Required tasks:
[1] Repeat everything in the passage on mailing-list exchanges and unrelated business income from "Enacting H.R. 1773" down to "organziations in 1969.".
[2] Answer these from the passage on mailing-list exchanges and unrelated business income:
(a) Which published ruling did the Internal Revenue Service issue on the commercial sale of membership listings?
(b) In what year did the Court of Claims decide the Disabled American Veterans case?
(c) Which section of the Internal Revenue Code excludes from "unrelated trade or business" the selling of merchandise received as gifts or contributions?
[3] Carry the passage on mailing-list exchanges and unrelated business income further, beginning right after its final sentence.

Start of Extracted text

E. CURRENT ADMINISTRATIVE AND LEGAL INTERPRETATIONS

The administrative position of the Internal Revenue Service is confused. Some private ruling letters take the position that exchanges of mailing lists by publicly supported exempt organizations do not give rise to unrelated business income. (P.L.R. 8101002, 8127019, 8128004.) Another ruling appears to hold the opposite. (P.L.R. 8216009) Contrarily, the Treasury Department has taken the position that even up exchanges among exempt organizations give rise to unrelated business income.1 This confusion in the private rulings process indicates that the agency hasn't put its house in order on this point of exchanges. Until the Internal Revenue Service publishes a ruling on exchanges, as it did with the commercial sale of membership listings (Rev. Rul. 72-431, 1972-2, C.B. 281), the public cannot safely rely on either the favorable or adverse private rulings due to Sec. 6110(j)(3) of the Code. And public charities are made more uncomfortable by the failure of the Treasury to formally disapprove the favorable rulings by putting its unrelated argument in the context of existing regulations oir published rulings.

Enacting H.R. 1773 will nullify the decision rendered in 1981 by the Court of Claims involving the Disabled American Veterans, 650 F.2d 1178 (1981). Although our solicitations of gifts from the public and current exchanges of donor lists are carried out in a different manner than was involved in the DAV case, both organizations are very concerned that the DAV case may be construed to create a per se rule that all sales, rentals and exchanges of donor lists by charitable organziations will generate unrelated business taxable income. We believe that not only would this be an overbroad reading of the case,2 but also that this approach is not justified by a thoughtful construction of the applicable sections of the Internal Revenue Code as originally enacted in 1950 and as extended to veterans' organziations in 1969.

For example, Sec. 513(a)(3) of the Internal Revenue Code states that the term “unrelated trade or business" does not include a trade or business, "which is the selling of merchandise substantially all of which has been received by the organziation as gifts or constributions."

End of Extracted text
Start of Entries shown

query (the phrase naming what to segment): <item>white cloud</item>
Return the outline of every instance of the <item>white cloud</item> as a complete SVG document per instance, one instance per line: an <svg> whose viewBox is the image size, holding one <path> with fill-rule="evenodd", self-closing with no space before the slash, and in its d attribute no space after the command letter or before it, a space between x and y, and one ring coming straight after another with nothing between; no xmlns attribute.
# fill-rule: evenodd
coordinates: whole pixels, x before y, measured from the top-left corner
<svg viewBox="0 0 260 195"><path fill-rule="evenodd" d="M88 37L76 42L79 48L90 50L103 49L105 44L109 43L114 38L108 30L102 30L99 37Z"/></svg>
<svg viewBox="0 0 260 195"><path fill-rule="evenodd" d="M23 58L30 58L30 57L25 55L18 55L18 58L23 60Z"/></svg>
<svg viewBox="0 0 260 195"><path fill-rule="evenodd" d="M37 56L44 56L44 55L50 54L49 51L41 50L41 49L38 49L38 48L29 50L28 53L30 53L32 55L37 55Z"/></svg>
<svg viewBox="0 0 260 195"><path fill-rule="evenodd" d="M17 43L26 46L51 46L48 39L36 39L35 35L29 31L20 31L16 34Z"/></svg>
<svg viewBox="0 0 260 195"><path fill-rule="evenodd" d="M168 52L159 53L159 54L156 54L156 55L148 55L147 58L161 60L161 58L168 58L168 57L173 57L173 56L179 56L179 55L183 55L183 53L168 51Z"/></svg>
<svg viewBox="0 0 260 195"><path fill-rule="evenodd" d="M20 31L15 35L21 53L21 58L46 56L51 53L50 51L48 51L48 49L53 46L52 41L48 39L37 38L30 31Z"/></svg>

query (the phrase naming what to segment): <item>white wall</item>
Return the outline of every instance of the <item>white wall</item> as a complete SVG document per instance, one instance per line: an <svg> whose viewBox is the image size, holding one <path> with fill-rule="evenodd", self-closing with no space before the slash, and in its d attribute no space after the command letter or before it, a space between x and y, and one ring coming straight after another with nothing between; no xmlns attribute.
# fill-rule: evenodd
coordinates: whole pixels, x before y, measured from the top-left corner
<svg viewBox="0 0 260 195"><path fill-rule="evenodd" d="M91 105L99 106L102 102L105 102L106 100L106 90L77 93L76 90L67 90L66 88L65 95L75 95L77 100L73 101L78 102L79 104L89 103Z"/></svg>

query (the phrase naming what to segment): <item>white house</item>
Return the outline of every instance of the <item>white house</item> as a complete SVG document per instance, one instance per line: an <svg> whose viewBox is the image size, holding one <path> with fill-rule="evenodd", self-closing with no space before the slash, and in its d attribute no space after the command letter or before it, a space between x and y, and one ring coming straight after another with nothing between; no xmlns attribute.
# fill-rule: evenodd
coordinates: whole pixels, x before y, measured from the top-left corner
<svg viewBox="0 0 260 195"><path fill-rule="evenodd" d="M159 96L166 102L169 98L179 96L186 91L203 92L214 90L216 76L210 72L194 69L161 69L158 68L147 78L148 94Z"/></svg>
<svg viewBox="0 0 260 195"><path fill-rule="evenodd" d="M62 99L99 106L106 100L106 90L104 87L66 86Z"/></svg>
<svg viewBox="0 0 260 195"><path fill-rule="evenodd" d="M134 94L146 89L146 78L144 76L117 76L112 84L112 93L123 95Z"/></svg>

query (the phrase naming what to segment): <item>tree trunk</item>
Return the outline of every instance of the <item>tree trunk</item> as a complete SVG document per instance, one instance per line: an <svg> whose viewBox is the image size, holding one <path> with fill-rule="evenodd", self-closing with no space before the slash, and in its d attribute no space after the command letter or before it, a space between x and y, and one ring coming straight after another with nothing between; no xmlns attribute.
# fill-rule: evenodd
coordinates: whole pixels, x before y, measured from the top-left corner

End of Entries shown

Answers per task:
[1]
Enacting H.R. 1773 will nullify the decision rendered in 1981 by the Court of Claims involving the Disabled American Veterans, 650 F.2d 1178 (1981). Although our solicitations of gifts from the public and current exchanges of donor lists are carried out in a different manner than was involved in the DAV case, both organizations are very concerned that the DAV case may be construed to create a per se rule that all sales, rentals and exchanges of donor lists by charitable organziations will generate unrelated business taxable income. We believe that not only would this be an overbroad reading of the case,2 but also that this approach is not justified by a thoughtful construction of the applicable sections of the Internal Revenue Code as originally enacted in 1950 and as extended to veterans' organziations in 1969.

[2]
(a) Rev. Rul. 72-431, 1972-2, C.B. 281
(b) 1981
(c) Sec. 513(a)(3)

[3]
Thus, an exempt organization's income which is derived from the sale of donated merchandise cannot be categorized as an unrelated business income. Revenues are excluded from tax regardless of the unrelated nature of the income producing activity. It is our belief that the individual names and addresses which, when aggregated, compose the AKF and AMVETS' "house lists", could well be regarded as constributions or gifts of merchandise from the individual donors within the meaning of Code Sec. 513(a)(3). See, eg., Gordan, "Right of Property in Name, Personality and History", 55 Northwestern Law Review 553 (1960). As a result, when AKF and AMVETS takes the names and addresses of indiviidual donors and formulates them into a computerized mailing list, such a list could reasonably be deemed "merchandise" under excising law; the sale of a list of names should not generate unrelated business income because of the exception provided by Code Sec. 513(a)(3). Some IRS agents may think that a "name" is not "merchandise" and even if it were, Congress didn't intend to strain the exception for sale of donated goods to such a unique format of gifted property.

1 Statement of Hon. William S. McKee, Acting Deputy Assistant Secretary (Tax Policy) before the Subcom. on Taxation and Debt Management Senate Finance Comm., on S. 825, S. Hrg. 98186, at 18 (Apr. 29, 1983). The testimony appears only to focus on the "related" vs. "unrelated" aspect without regard to other specific or general exceptions.

2 The Court of Claims opinion noted several times that the DAV had presented "no evidence" that their sale of lists was related to their exempt veterans function.